_Extrait à lire_
· · · · · · ·
Ballon rond et corruption – sur FIFA Uncovered, docu-série de Daniel Gordon
«Ils ne parlaient jamais de football. Ils passaient leur temps à se bagarrer tout le temps. Ils agissaient vraiment comme des enfants. Il n’y avait aucune limite à leurs bêtises. »
On se doutait bien que la FIFA n’avait plus grand-chose à voir avec le jeu, que les intrigues, les pièges tendus et les intérêts personnels prenaient toute la place au sein de son comité exécutif (devenu en 2016 Conseil de la FIFA) mais lorsque c’est un de ses anciens membres qui l’affirme, la suspicion prend tout de suite une autre épaisseur.
Le Qatari Mohammed bin Hammam, ancien président de la Confédération asiatique de football (AFC), siégea durant quinze ans au sein de ce soviet suprême, alors composé uniquement d’hommes, qui décide de l’attribution de l’organisation de la Coupe du Monde. En 2011, bin Hammam brigua même la place du calife Blatter et… tomba pour une sombre histoire d’enveloppes de 40 000 dollars distribuées dans une chambre d’hôtel de Port of Spain, à Trinidad and Tobago.
· · · · · · ·
_Données fournies_
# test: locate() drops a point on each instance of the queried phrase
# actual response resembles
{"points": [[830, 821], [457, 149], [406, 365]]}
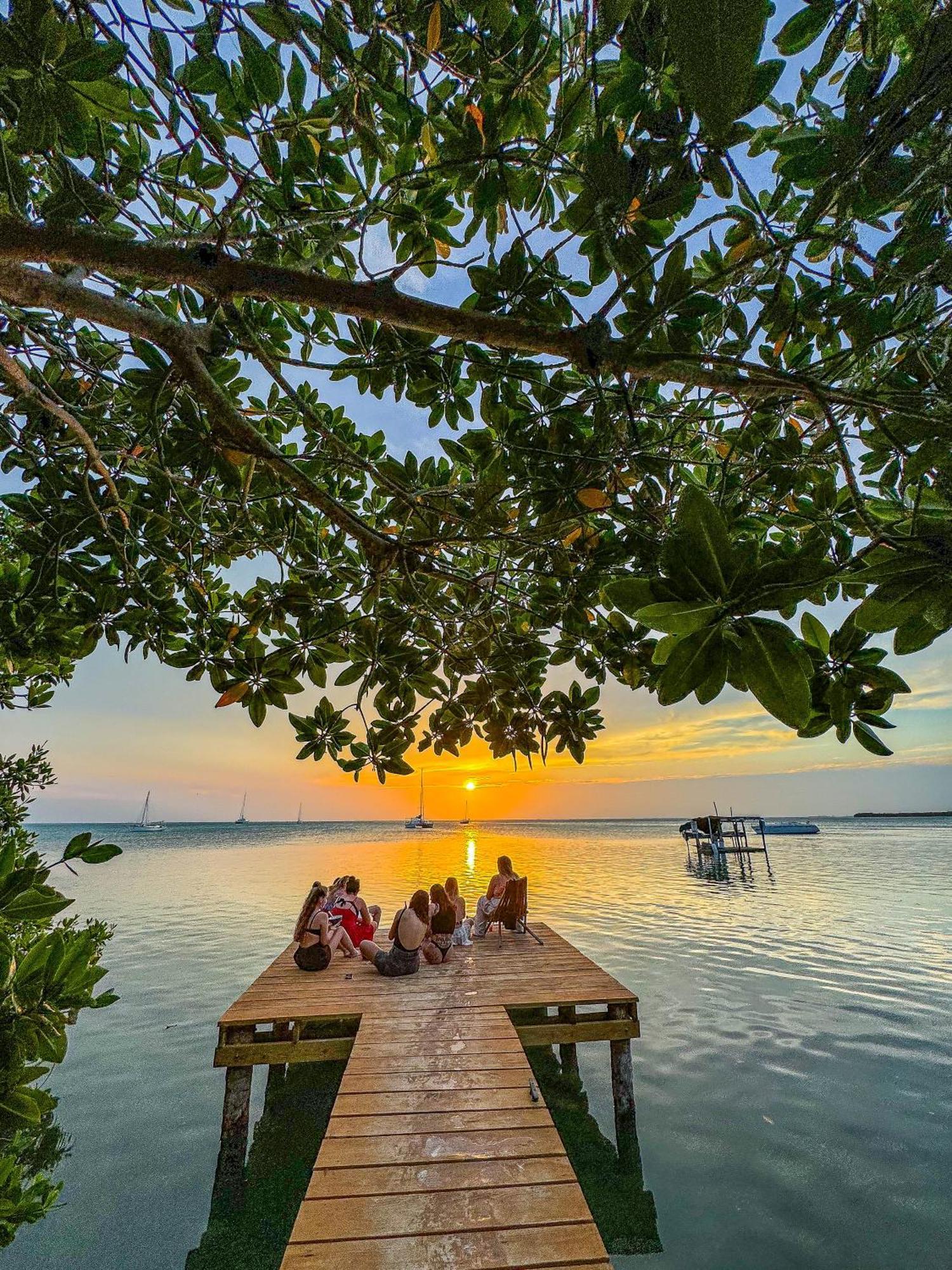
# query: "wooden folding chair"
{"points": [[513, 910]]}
· · · · · · ·
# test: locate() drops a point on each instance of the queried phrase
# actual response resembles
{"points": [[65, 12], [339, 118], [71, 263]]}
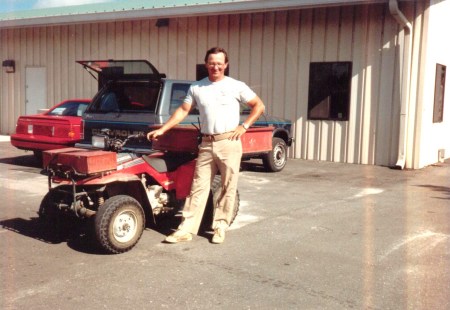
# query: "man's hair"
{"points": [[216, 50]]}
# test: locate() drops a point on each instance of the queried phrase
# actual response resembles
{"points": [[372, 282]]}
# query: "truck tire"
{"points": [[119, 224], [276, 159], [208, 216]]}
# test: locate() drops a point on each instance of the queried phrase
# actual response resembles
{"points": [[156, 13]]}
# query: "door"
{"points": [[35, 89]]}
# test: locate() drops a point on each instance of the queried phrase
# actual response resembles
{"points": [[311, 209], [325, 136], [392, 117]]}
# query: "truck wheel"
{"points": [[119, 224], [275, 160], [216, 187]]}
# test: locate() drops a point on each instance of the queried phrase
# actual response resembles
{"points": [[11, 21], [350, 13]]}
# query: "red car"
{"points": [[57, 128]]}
· · · · · · ·
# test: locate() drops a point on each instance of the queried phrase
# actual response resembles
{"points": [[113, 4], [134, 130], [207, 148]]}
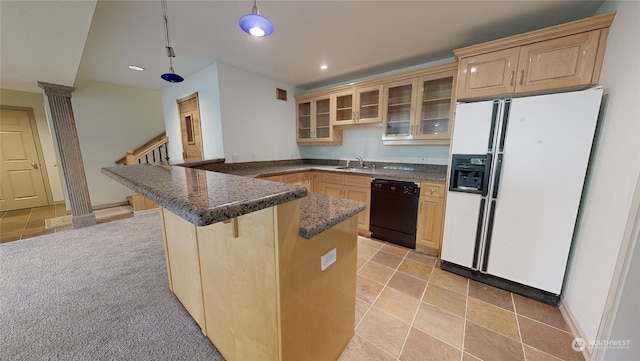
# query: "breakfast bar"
· · · · · · ·
_Travail à faire_
A: D'après l'extrait sur FIFA Uncovered, pourquoi la suspicion envers le comité exécutif de la FIFA « prend tout de suite une autre épaisseur » ? Répondez en une à trois phrases.
B: Relevez dans l'extrait sur FIFA Uncovered tout ce qui, selon le texte, « prenait toute la place » au sein du comité exécutif de la FIFA.

_Réponses par consigne_
A: La suspicion prend une autre épaisseur parce que c'est un ancien membre du comité exécutif qui affirme que les intrigues et les intérêts personnels y prenaient toute la place.

B:
- les intrigues
- les pièges tendus
- les intérêts personnels